The Midlands Enlightenment, also known as the West Midlands Enlightenment or the Birmingham Enlightenment, was a scientific, economic, political, cultural and legal manifestation of the Age of Enlightenment that developed in Birmingham and the wider English Midlands during the second half of the eighteenth century.

At the core of the movement were the members of the Lunar Society of Birmingham, who included Erasmus Darwin, Matthew Boulton, James Watt, Joseph Priestley, Josiah Wedgwood, James Keir and Thomas Day. Other notable figures included the author Anna Seward, the painter Joseph Wright of Derby, the American colonist, botanist and poet Susanna Wright, the lexicographer Samuel Johnson, the typographer John Baskerville, the poet and landscape gardener William Shenstone and the architects James Wyatt and Samuel Wyatt.

(Referring expression data)

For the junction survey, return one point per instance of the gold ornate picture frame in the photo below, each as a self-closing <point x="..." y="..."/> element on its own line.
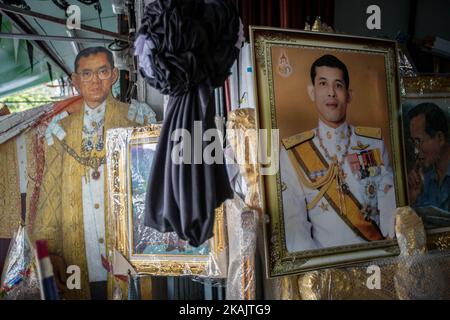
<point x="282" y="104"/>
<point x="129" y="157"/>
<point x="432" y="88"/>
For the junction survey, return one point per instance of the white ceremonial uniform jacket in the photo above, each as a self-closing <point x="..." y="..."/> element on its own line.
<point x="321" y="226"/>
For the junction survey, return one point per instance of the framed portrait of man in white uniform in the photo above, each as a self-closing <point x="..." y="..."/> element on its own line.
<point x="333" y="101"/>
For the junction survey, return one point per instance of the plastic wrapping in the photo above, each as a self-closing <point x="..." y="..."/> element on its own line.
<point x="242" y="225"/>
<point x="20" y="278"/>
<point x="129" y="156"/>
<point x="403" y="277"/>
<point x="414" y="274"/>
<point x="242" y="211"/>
--
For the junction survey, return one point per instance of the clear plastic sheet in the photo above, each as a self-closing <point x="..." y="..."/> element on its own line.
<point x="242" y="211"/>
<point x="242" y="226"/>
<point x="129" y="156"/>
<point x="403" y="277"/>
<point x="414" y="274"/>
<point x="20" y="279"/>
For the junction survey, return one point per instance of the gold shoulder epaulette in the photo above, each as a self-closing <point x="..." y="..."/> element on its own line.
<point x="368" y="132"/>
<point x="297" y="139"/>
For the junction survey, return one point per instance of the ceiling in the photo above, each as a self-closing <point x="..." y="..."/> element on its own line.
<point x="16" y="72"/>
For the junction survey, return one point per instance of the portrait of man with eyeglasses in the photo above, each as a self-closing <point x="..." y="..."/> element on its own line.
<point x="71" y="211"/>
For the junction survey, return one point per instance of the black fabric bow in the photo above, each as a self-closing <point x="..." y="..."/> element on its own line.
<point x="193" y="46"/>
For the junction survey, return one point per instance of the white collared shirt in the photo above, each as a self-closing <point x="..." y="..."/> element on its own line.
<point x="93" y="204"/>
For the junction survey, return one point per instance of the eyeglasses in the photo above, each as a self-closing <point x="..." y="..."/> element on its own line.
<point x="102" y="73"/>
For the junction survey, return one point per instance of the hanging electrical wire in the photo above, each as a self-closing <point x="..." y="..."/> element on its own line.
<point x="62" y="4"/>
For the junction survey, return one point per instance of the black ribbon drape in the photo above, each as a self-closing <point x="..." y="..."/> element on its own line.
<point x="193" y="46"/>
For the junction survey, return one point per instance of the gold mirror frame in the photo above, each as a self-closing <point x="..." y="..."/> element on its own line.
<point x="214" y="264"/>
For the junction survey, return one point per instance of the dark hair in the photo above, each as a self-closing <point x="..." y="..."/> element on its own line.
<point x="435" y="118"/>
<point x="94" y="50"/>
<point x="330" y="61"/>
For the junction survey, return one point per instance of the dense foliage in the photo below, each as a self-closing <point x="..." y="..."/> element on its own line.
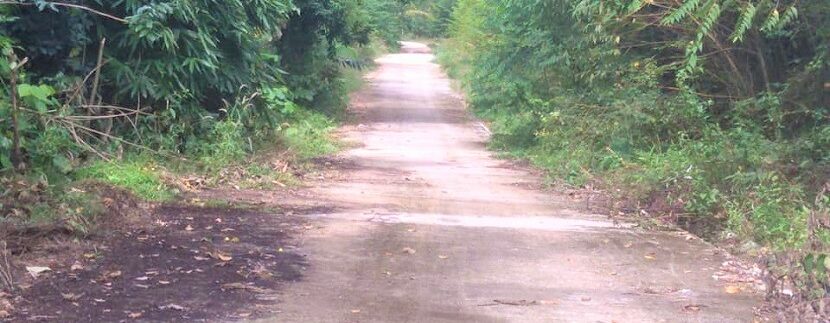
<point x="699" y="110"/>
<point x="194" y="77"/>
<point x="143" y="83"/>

### What to produce
Reproduce the text on the Midlands Enlightenment word for word, in full.

### Exercise result
The Midlands Enlightenment, also known as the West Midlands Enlightenment or the Birmingham Enlightenment, was a scientific, economic, political, cultural and legal manifestation of the Age of Enlightenment that developed in Birmingham and the wider English Midlands during the second half of the eighteenth century.

At the core of the movement were the members of the Lunar Society of Birmingham, who included Erasmus Darwin, Matthew Boulton, James Watt, Joseph Priestley, Josiah Wedgwood, James Keir and Thomas Day. Other notable figures included the author Anna Seward, the painter Joseph Wright of Derby, the American colonist, botanist and poet Susanna Wright, the lexicographer Samuel Johnson, the typographer John Baskerville, the poet and landscape gardener William Shenstone and the architects James Wyatt and Samuel Wyatt.